◆ SUPPLIED DATA
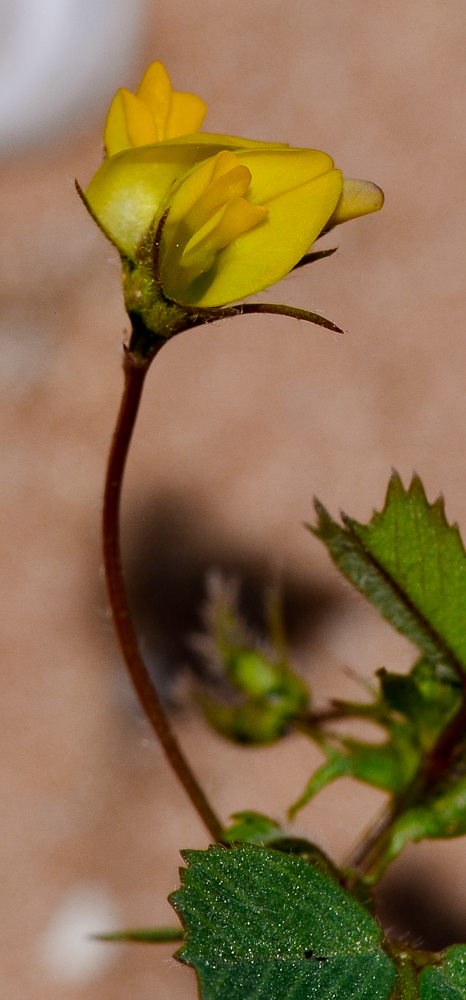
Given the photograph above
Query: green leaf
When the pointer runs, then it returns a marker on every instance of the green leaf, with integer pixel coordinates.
(261, 925)
(153, 935)
(252, 828)
(411, 564)
(448, 980)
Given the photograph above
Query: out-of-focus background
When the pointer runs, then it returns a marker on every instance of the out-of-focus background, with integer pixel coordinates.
(240, 426)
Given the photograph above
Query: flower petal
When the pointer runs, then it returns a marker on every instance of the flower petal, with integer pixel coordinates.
(140, 123)
(357, 198)
(116, 135)
(155, 91)
(270, 250)
(126, 192)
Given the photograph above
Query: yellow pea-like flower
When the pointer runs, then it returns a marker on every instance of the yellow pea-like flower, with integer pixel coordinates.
(232, 215)
(240, 221)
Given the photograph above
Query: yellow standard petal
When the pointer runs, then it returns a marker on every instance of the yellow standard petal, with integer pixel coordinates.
(126, 192)
(240, 224)
(207, 213)
(154, 114)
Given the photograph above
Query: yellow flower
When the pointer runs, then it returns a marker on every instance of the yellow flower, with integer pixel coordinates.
(240, 221)
(154, 113)
(204, 220)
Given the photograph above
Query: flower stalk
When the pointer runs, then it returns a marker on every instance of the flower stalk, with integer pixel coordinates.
(135, 371)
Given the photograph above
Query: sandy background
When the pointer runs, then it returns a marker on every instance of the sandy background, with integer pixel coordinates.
(240, 426)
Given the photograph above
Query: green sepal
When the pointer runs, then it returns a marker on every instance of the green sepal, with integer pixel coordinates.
(252, 828)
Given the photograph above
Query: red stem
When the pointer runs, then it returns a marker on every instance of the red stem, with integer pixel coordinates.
(135, 371)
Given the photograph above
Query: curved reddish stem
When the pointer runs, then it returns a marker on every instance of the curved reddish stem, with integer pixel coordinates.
(135, 370)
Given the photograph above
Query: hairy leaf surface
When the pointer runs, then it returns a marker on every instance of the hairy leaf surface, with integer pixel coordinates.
(411, 564)
(262, 925)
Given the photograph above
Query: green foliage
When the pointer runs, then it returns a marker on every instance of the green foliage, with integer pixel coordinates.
(252, 828)
(260, 924)
(269, 696)
(411, 564)
(414, 709)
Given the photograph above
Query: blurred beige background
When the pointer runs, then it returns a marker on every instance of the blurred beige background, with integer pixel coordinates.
(240, 426)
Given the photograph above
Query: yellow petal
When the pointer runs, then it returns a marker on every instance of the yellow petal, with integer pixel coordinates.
(357, 198)
(222, 190)
(155, 91)
(267, 252)
(232, 221)
(139, 121)
(275, 172)
(187, 112)
(116, 135)
(126, 192)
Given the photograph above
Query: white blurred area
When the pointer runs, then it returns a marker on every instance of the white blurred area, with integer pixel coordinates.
(59, 60)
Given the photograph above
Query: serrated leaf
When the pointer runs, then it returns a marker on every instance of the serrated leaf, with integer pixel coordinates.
(261, 925)
(411, 564)
(448, 980)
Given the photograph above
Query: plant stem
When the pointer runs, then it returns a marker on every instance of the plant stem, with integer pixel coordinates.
(135, 370)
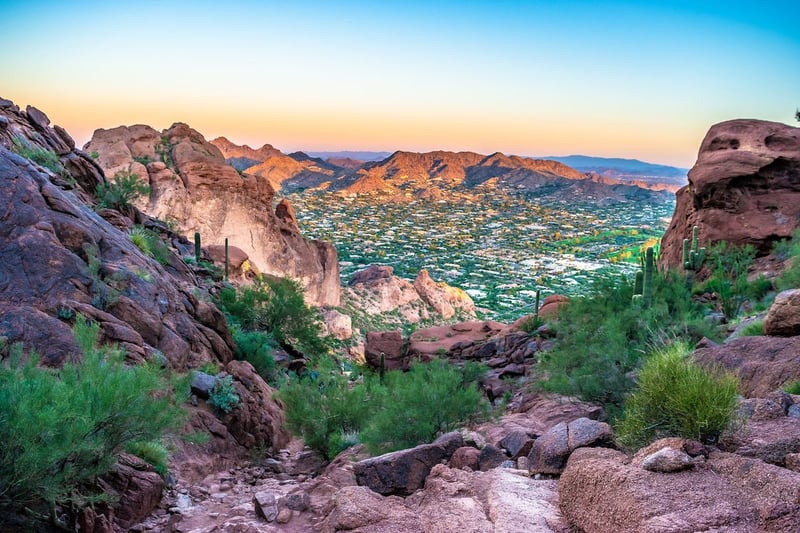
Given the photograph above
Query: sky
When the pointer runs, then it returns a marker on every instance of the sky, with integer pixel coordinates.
(617, 79)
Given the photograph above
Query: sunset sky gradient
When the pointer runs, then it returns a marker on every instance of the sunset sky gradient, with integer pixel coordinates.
(617, 79)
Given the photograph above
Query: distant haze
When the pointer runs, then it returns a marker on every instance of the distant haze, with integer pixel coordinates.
(616, 79)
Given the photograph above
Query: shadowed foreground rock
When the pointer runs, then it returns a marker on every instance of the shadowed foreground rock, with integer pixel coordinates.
(600, 492)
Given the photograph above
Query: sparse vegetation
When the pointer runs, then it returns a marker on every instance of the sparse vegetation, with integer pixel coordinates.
(121, 191)
(223, 396)
(62, 428)
(41, 156)
(676, 397)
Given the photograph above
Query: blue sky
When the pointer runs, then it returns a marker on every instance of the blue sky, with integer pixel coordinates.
(622, 79)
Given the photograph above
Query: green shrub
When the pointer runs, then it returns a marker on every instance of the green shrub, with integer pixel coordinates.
(276, 305)
(753, 329)
(257, 348)
(417, 406)
(325, 409)
(149, 242)
(46, 158)
(223, 396)
(676, 397)
(121, 191)
(793, 387)
(61, 429)
(602, 337)
(729, 275)
(153, 452)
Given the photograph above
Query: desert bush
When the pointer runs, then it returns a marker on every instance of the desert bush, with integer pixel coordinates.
(150, 244)
(153, 452)
(417, 406)
(119, 192)
(60, 429)
(326, 409)
(753, 329)
(257, 348)
(222, 396)
(676, 397)
(602, 337)
(276, 306)
(789, 249)
(728, 281)
(46, 158)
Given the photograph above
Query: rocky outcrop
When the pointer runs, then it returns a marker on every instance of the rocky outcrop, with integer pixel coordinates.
(192, 185)
(763, 364)
(783, 317)
(601, 491)
(743, 189)
(446, 300)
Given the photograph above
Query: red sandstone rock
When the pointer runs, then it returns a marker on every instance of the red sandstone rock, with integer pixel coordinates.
(743, 189)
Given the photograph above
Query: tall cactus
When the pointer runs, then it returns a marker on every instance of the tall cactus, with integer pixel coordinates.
(647, 278)
(693, 257)
(197, 247)
(226, 259)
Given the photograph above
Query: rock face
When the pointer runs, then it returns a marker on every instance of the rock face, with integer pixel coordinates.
(783, 318)
(192, 185)
(744, 188)
(599, 491)
(762, 363)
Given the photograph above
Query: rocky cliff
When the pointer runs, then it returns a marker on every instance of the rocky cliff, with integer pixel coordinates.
(193, 186)
(743, 189)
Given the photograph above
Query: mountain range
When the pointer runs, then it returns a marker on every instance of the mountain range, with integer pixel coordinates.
(408, 175)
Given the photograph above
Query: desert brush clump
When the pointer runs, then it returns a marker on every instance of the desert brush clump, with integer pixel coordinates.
(404, 409)
(119, 192)
(61, 429)
(676, 397)
(276, 306)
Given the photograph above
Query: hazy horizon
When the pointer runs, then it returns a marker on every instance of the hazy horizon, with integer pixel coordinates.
(624, 79)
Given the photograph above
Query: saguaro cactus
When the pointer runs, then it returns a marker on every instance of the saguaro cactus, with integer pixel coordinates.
(226, 259)
(197, 247)
(693, 257)
(647, 277)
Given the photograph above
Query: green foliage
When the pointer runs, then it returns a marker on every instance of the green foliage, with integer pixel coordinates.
(223, 396)
(793, 387)
(153, 452)
(331, 412)
(276, 305)
(121, 191)
(323, 407)
(417, 406)
(601, 338)
(790, 277)
(46, 158)
(676, 397)
(149, 242)
(753, 329)
(729, 276)
(257, 348)
(61, 429)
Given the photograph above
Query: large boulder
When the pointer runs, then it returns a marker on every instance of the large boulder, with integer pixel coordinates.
(743, 189)
(763, 364)
(783, 317)
(601, 491)
(192, 185)
(549, 453)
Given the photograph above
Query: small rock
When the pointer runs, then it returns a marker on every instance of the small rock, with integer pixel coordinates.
(298, 501)
(266, 505)
(284, 516)
(667, 460)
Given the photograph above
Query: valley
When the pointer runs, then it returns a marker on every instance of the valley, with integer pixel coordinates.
(497, 246)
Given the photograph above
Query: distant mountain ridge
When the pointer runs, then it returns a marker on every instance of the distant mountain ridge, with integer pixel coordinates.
(407, 175)
(632, 169)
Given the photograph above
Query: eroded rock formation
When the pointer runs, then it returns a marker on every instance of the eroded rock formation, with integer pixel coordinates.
(193, 186)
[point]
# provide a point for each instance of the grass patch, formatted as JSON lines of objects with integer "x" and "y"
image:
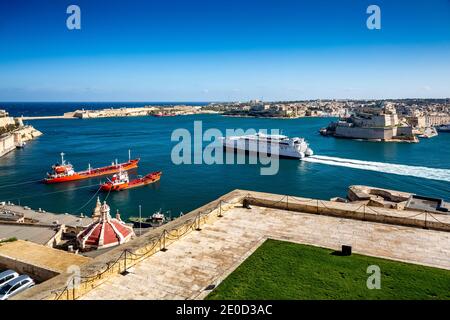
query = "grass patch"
{"x": 8, "y": 240}
{"x": 284, "y": 270}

◆ STATED PROBLEM
Leave out every picture and copy the rest of the records exactly.

◆ OUTPUT OF THE EXERCISE
Given the photograph above
Query: green leaf
When the pointer runs, then it returns a marker on every instance of the green leaf, with integer pixel coordinates.
(261, 925)
(153, 935)
(252, 828)
(411, 564)
(448, 980)
Given the photograph above
Query: out-of-focus background
When the pointer runs, then it returns a marker on every instance of the out-of-focus background, with integer pixel coordinates.
(240, 426)
Given the photograph above
Query: flower petal
When the pointer runs, then it returns a marker on every instance of the flower petal, with integer pixel coordinates.
(140, 123)
(357, 198)
(116, 135)
(155, 91)
(270, 250)
(126, 192)
Given the photograph above
Query: yellow pea-like flower
When the pointer runs, then it returns a marker on every instance of the yellow pea-like flower, with integer pixel coordinates.
(232, 215)
(240, 221)
Given the photograph above
Query: yellow standard petal
When the pointer runs, then it returns a marker on every instance of the yellow standard petal, with integer pixel coordinates.
(126, 192)
(240, 224)
(207, 213)
(154, 114)
Given the photograph above
Query: yellow flower
When the pointer runs, then it returns a marker on every instance of the yellow flower, with integer pixel coordinates.
(240, 221)
(154, 113)
(204, 220)
Given the photograph above
Query: flower stalk
When the pointer runs, then it returns a marker on every instance of the flower stalk, with integer pixel coordinates.
(135, 371)
Given the photograph above
Query: sandy background
When the pointer runs, then it returns a marker on every instance of the sandy background, with integer pixel coordinates.
(240, 426)
Given the photograph above
Query: green sepal
When the pointer runs, then it returns a marker on every instance of the green sepal, with integer pixel coordinates.
(252, 828)
Given the photograph above
Query: red stem
When the pointer runs, then it returns a marker on every instance of the red stem, with integer pixel coordinates.
(135, 371)
Given the photograph above
Query: curved reddish stem
When the pointer runs, then it returns a marker on every instance of the curved reddish stem, with integer pixel coordinates.
(135, 370)
Given the photograph above
Query: hairy leaf surface
When the pointer runs, then it returns a marker on every instance of the hairy leaf surface, with integer pixel coordinates.
(411, 564)
(262, 925)
Given the photograph above
Query: green foliage
When the pointer runs, then it returns a marker on every instance of the green foliage, with integer pixel coordinates.
(252, 828)
(260, 924)
(269, 696)
(411, 564)
(414, 709)
Given the photograph above
Query: blurred beige background
When the pointer runs, then it returns a marker on every instance of the blurred beige background, with integer pixel coordinates.
(240, 426)
Given the photograph above
Query: yellow petal
When the pointer runs, then it returns a marker on every instance of the yellow petal, with integer pixel coordinates.
(357, 198)
(222, 190)
(155, 91)
(267, 252)
(232, 221)
(139, 121)
(275, 172)
(187, 112)
(116, 135)
(126, 192)
Given the photograph above
Query: white blurred area
When the pointer runs, then it returns a marker on every instance of the white blurred area, with integer pixel coordinates.
(59, 60)
Given the photograph above
Query: serrated leaf
When the pointer runs, then it returns a marker on every instance of the serrated leaf, with integer pixel coordinates.
(261, 925)
(411, 564)
(448, 980)
Given the photograph above
Query: plant stem
When the pointer runs, then it returns a marker on every instance of the plant stem, with integer pixel coordinates.
(135, 370)
Given the photograph above
Query: sky
When the pointer runs, then it returns a marker on every instance of the sky, with integer pixel coordinates.
(617, 79)
Given the photograph above
Query: sunset sky gradient
When the pointer runs, then it returns a marker on every instance of the sunset sky gradient, with integer pixel coordinates.
(617, 79)
Given the photograph above
Query: distant haze
When the pointer runs, then it returns a marker on every instance of the distant haze, with integer pixel coordinates.
(616, 79)
Given the photograph above
Query: shadowed foreground rock
When the pointer runs, then it returns a marker on every instance of the shadowed foreground rock, with integer pixel coordinates.
(600, 492)
Given the photograph above
Query: sparse vegetation
When the pointer runs, then it returns a marker on every instance of the sparse vegetation, with integer pixel coordinates.
(121, 191)
(223, 396)
(62, 428)
(41, 156)
(676, 397)
Given the photograph above
Query: blue sky
When the pointer runs, then it returns a marker on every instance of the blue sky, with integer pixel coordinates.
(622, 79)
Given the photograph above
Query: green shrub
When the pointer runs, then it returns a marker on every instance of the green shrub, with integer pixel coordinates.
(276, 305)
(753, 329)
(257, 348)
(417, 406)
(325, 409)
(149, 242)
(46, 158)
(223, 396)
(676, 397)
(121, 191)
(793, 387)
(61, 429)
(602, 337)
(729, 275)
(153, 452)
Given the photograph above
Query: desert bush
When the pointer runs, then it returns a marker on every instance of the desert bush, with integer pixel coordinates.
(150, 244)
(153, 452)
(417, 406)
(119, 192)
(60, 429)
(326, 409)
(753, 329)
(257, 348)
(222, 396)
(676, 397)
(602, 337)
(276, 306)
(789, 249)
(728, 281)
(46, 158)
Given the photograph above
Query: rocky outcrop
When the pointer runs, then it returns a marker on every instance of the rocky outcrop, with integer pixel coordinates.
(192, 185)
(763, 364)
(783, 317)
(601, 491)
(743, 189)
(446, 300)
Given the photograph above
Query: red sandstone rock
When the pointer runs, then it returns a marker on every instance of the red sandstone rock, with integer pixel coordinates.
(743, 189)
Given the photograph above
Query: tall cactus
When the pointer runs, then it returns a marker on every instance of the tall cactus, with integer pixel coordinates.
(647, 278)
(693, 257)
(197, 247)
(226, 259)
Given the photograph above
Query: rock face
When the pointer runs, then it returns a marker on every instance of the rock face, with integer pixel coordinates.
(783, 318)
(192, 185)
(744, 188)
(599, 491)
(762, 363)
Given the photograph above
Query: rocky cliff
When the pointer runs, then it returns a marker on every instance of the rocky cliff, with integer pixel coordinates.
(193, 186)
(743, 189)
Given the photograph above
Query: mountain range
When the pointer runs, then it returns a marker on every instance of the mountain range, with integer pixel coordinates.
(408, 175)
Given the photograph above
Query: desert brush clump
When the pointer runs, then it returns a marker on every instance of the desert brush clump, with integer pixel coordinates.
(404, 409)
(119, 192)
(61, 429)
(676, 397)
(276, 306)
Given the photograph above
Query: hazy horizon
When the pointer runs, then it returns a marker on every instance of the hazy horizon, with integer pixel coordinates.
(624, 79)
Given the photograph above
Query: saguaro cactus
When the pointer runs, then it returns a marker on every instance of the saguaro cactus, with integer pixel coordinates.
(226, 259)
(197, 247)
(693, 257)
(647, 277)
Given the photograph above
Query: green foliage
When the pointer runs, then it returns a marker on every instance of the green foliage, with integer pixel coordinates.
(223, 396)
(793, 387)
(153, 452)
(331, 412)
(276, 305)
(121, 191)
(323, 407)
(417, 406)
(601, 338)
(790, 277)
(46, 158)
(676, 397)
(149, 242)
(753, 329)
(729, 276)
(257, 348)
(61, 429)
Given the photograph above
Query: large boulder
When the pointer runs, then it returns a marker on every instance of the large boulder, with integer pixel coordinates.
(743, 189)
(763, 364)
(783, 317)
(601, 491)
(192, 185)
(549, 453)
Given the photograph above
Query: small rock
When the pointer runs, then it returns a marker on every instance of the small rock, with integer pixel coordinates.
(298, 501)
(266, 505)
(284, 516)
(667, 460)
Given the photograph above
Query: valley
When the pointer runs, then it returns a marker on every instance of the valley, with integer pixel coordinates.
(497, 246)
Given the photograph above
Query: distant mountain ridge
When the pointer runs, then it returns a marker on every instance of the distant mountain ridge, with integer pixel coordinates.
(407, 175)
(632, 169)
Given the photograph above
Query: eroded rock formation
When the pointer runs, then it returns a marker on every instance of the eroded rock formation, with integer pixel coordinates.
(193, 186)
[point]
# provide a point for each instance of the grass patch, formatted as JSON lines of objects with integer "x" and "y"
image:
query = "grass patch"
{"x": 8, "y": 240}
{"x": 284, "y": 270}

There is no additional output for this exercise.